# START OF Passage to read
2

Edit

As mentioned by chepner in the comments below, I naively misunderstood the bc programming and actually can view the created directories with

ls -a

This problem was solved elsewhere (link below), but I thought I'd include my own problem to help round out the question with background context. One can also just skip to the question further below.

Background

I have the following:

#!/bin/bash


##############################################################################

odir=$PWD

for (( i=0; i<=5; i++ )) ;
do

R=$(echo "scale=2;0.8+(0.1*$i)" |bc -l)

R1=$(echo "scale=2;0.5*($R)" |bc -l)

mkdir -p $odir/$R/rhf/
cd $odir/$R/rhf/

cp $odir/x.inp $odir/run

done

My output creates directories:

1.0 1.1 1.2 1.3

Directories 0.8 and 0.9 are not made. Therefore my problem involves the variable R:

    R=$(echo "scale=2;0.8+(0.1*$i)" |bc -l)
# END OF Passage to read
Given request A:
In the bash loop post, rewrite the stretch from "This problem was" through "question further below.", replacing "background context" with "additional detail".
Given request B:
Write the next part of the bash loop post, picking up after its last line.
The entries that come next are separate material with no connection to the bash loop post.
# START OF Provided records
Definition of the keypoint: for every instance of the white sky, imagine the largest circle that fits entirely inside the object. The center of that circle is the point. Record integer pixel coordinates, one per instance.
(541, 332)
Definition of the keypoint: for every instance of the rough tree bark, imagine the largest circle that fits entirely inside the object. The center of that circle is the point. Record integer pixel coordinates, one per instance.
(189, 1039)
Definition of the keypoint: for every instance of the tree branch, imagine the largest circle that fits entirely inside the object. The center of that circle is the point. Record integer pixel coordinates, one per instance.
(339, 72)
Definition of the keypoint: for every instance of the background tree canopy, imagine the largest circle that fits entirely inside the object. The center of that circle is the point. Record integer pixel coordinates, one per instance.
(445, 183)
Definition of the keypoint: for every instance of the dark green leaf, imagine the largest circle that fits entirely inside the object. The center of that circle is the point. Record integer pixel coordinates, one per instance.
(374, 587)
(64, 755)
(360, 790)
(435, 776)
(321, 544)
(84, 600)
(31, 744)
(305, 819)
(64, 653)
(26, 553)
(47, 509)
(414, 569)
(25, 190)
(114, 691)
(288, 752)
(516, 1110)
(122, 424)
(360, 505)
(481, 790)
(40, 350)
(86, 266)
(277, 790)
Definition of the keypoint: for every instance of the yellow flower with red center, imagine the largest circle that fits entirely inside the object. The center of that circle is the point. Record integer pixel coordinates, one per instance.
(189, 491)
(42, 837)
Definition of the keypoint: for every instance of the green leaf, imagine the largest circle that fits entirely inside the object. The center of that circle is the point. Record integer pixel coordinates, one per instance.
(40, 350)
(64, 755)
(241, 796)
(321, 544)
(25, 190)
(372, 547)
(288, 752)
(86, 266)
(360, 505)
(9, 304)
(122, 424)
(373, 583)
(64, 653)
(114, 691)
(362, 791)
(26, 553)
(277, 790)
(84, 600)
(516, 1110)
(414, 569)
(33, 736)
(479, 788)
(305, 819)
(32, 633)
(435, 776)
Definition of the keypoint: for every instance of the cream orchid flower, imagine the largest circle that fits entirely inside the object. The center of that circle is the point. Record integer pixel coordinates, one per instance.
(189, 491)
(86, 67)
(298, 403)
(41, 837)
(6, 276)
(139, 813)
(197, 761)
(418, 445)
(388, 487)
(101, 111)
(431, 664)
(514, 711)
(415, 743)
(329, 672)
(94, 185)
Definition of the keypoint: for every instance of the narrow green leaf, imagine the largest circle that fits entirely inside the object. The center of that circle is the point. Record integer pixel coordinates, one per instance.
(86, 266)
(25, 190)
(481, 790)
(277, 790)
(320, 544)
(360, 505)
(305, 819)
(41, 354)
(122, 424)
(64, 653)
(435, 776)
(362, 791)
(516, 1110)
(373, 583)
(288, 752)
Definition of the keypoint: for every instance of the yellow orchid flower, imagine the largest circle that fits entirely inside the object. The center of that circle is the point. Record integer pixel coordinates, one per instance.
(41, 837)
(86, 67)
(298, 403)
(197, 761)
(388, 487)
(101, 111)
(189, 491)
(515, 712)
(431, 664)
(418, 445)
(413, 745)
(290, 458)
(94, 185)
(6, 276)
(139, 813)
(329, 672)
# END OF Provided records
Task result A:
This problem was solved elsewhere (link below), but I thought I'd include my own problem to help round out the question with additional detail. One can also just skip to the question further below.

Task result B:
Directories with a "leading zero" (0.8 and 0.9) are not being printed.

Solution

This problem was solved in another question here.

In particular, for those interested in the solution, adapted from the second response in the link from potong, is:

 R=$(echo "scale=2;x=0.1 + 0.1; if(x<1) print 0; x" | bc

Question

I was wondering if there's any particular reason why bc cannot print the leading zero. Is it a bug, or does it result from something more fundamental? As a nooby in programming, is this error common and something I can expect to encounter again in the future?

Thank you.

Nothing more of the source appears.